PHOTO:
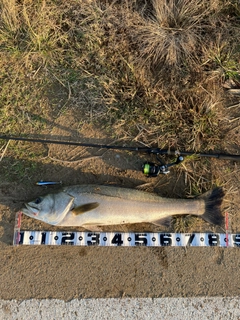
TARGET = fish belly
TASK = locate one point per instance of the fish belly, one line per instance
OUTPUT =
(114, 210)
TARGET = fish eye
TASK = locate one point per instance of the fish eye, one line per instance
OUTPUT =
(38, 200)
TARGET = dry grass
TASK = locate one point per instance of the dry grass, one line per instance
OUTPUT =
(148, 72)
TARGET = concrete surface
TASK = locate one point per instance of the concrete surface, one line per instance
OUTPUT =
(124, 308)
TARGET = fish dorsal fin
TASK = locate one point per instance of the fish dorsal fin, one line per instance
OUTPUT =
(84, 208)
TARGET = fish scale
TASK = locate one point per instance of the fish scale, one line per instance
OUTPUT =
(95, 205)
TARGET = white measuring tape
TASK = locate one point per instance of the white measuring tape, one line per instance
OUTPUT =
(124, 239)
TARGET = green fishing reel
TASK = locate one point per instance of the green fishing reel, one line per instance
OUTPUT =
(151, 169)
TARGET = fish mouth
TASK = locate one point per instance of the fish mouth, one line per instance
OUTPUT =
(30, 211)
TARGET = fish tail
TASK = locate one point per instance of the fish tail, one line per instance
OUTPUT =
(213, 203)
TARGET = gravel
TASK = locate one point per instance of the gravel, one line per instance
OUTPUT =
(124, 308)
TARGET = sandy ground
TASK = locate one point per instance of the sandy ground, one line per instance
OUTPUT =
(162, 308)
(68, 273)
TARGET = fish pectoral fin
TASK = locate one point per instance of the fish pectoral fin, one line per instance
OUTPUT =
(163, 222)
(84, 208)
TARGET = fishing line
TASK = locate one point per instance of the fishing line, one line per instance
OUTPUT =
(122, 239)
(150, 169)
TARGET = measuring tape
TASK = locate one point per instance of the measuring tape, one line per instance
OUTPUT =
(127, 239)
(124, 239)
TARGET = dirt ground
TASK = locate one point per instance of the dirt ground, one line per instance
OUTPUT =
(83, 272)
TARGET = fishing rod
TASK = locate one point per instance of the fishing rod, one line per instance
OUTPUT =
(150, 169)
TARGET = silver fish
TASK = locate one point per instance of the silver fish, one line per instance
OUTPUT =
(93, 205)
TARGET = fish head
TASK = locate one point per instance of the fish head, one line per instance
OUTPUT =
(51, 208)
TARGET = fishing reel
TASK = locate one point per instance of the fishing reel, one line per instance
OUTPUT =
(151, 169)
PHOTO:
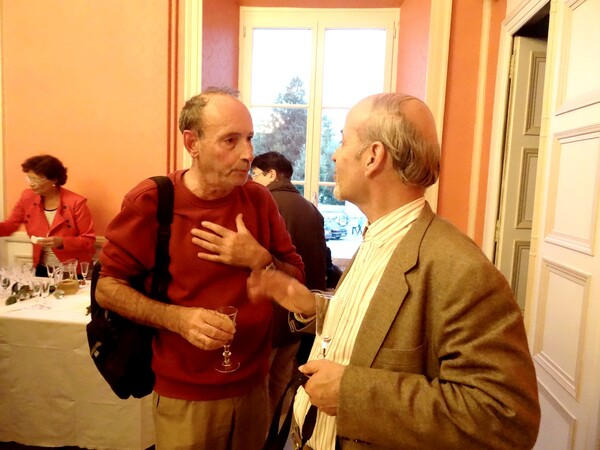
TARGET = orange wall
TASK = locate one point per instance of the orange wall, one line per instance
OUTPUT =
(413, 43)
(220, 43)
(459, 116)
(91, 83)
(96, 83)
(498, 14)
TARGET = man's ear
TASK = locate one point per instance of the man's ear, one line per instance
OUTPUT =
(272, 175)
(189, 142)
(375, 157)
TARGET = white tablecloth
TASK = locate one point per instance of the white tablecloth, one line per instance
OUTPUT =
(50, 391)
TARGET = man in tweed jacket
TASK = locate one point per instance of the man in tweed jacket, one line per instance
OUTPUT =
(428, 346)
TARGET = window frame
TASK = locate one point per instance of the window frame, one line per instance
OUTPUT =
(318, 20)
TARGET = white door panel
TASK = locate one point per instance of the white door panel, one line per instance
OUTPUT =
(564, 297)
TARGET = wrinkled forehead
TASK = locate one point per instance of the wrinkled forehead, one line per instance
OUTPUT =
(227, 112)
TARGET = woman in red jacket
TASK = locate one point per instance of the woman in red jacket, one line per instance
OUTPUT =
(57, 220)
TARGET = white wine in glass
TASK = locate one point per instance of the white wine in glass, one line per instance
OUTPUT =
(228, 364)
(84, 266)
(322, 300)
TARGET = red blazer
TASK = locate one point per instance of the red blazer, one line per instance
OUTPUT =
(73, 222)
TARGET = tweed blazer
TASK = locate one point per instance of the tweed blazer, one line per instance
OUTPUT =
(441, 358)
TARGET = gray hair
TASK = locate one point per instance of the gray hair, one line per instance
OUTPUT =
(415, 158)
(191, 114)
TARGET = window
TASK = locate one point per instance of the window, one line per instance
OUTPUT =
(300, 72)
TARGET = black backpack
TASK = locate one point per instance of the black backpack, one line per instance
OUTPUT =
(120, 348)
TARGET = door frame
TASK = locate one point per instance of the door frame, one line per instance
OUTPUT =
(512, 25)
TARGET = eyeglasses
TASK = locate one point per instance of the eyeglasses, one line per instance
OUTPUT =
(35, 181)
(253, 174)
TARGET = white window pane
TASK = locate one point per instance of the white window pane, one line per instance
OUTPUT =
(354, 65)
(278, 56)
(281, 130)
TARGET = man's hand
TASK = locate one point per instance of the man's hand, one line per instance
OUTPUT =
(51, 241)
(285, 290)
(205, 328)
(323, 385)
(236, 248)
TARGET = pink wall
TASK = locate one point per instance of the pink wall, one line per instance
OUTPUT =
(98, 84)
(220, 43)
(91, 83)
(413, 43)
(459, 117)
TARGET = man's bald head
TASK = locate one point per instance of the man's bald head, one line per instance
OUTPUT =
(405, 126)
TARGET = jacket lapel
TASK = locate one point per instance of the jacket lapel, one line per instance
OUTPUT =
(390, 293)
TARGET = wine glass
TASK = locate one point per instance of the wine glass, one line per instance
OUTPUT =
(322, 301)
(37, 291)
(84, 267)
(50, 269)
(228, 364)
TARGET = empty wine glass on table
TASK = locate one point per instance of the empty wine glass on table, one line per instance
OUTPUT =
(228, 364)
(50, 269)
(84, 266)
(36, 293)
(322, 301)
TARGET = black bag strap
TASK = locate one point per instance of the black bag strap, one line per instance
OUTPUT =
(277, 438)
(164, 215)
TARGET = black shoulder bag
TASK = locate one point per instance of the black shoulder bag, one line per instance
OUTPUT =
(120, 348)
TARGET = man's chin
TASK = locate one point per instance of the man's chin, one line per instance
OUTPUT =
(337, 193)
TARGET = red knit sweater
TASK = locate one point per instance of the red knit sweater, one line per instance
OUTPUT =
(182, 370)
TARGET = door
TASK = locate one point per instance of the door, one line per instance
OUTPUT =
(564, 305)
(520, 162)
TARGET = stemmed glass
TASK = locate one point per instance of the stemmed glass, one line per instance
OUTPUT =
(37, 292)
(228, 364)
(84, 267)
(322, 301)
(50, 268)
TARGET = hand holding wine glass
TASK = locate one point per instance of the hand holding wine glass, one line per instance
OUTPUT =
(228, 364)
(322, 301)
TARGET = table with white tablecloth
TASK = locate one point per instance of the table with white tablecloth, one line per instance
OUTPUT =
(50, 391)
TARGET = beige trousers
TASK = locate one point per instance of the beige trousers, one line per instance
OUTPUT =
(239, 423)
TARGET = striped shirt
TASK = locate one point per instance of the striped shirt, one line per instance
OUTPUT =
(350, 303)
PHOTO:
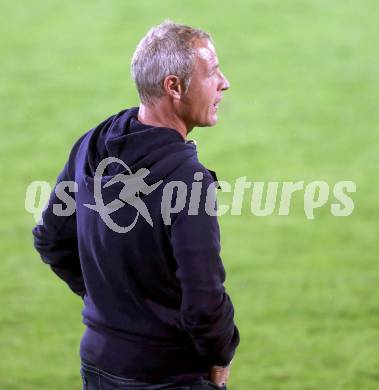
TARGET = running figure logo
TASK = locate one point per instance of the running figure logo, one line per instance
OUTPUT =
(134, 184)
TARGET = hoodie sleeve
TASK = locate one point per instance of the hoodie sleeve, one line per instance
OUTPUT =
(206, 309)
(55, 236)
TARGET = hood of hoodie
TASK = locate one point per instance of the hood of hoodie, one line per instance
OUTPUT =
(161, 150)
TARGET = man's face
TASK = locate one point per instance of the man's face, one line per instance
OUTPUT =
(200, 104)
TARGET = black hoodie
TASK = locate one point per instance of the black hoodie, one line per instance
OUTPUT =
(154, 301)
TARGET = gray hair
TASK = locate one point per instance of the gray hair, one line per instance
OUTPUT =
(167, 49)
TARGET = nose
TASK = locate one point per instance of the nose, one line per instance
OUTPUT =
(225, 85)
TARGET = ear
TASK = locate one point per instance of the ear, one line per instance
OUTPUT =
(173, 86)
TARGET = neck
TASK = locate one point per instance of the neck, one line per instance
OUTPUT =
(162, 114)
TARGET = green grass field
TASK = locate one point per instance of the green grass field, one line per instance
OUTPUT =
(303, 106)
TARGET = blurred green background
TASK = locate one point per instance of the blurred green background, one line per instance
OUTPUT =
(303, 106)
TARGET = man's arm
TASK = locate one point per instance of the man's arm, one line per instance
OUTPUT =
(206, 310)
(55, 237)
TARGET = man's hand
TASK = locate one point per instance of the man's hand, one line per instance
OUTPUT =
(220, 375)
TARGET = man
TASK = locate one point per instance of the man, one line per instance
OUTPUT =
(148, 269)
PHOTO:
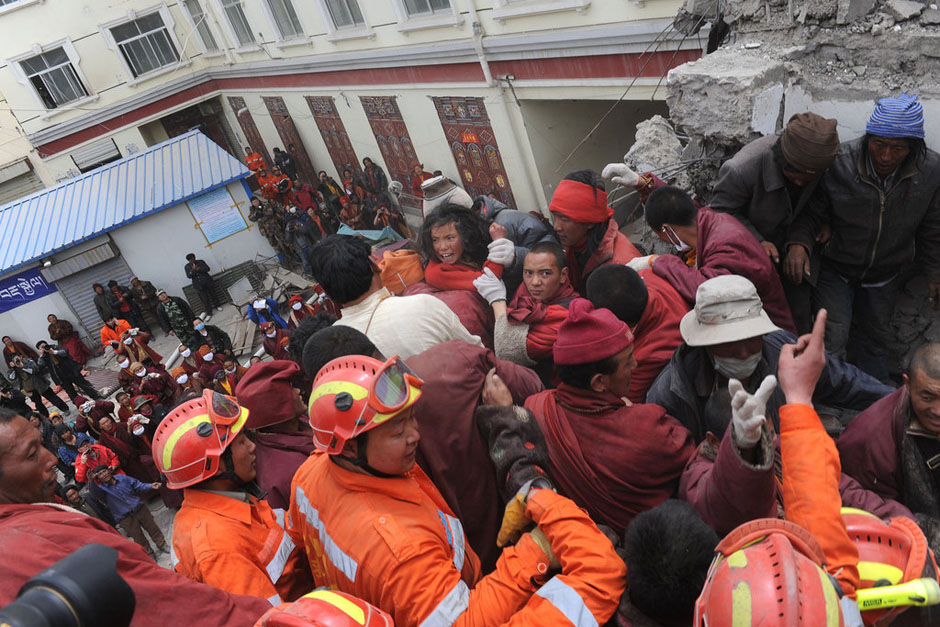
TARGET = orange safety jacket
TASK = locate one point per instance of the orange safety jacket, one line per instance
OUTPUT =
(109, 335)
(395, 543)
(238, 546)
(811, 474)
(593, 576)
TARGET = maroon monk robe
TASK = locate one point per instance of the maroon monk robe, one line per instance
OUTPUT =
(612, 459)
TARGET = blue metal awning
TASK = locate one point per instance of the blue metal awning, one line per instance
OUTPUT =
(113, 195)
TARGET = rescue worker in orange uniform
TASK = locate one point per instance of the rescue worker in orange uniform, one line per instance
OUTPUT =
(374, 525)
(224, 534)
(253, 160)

### PROBLEM REQUIREMENTS
Return exactly the lines of the data, and only those, from the line with "TARGET = maroon monk robe" through the last line, inclusive.

### REPLY TO THE EXERCISE
TARGET = maroon monk robe
TASK = locate one point per instance of the maroon monk robe, one line per instance
OUTPUT =
(612, 459)
TARGET = blue metal awning
TASK = locate one point per instance of the blue metal awning, one line per instance
OUTPUT =
(113, 195)
TARGET = rescue worker in orange uniform
TASK = locate one point per instance of the rescue worker in orange uniform, one line per instance
OUTPUT =
(374, 525)
(224, 534)
(253, 160)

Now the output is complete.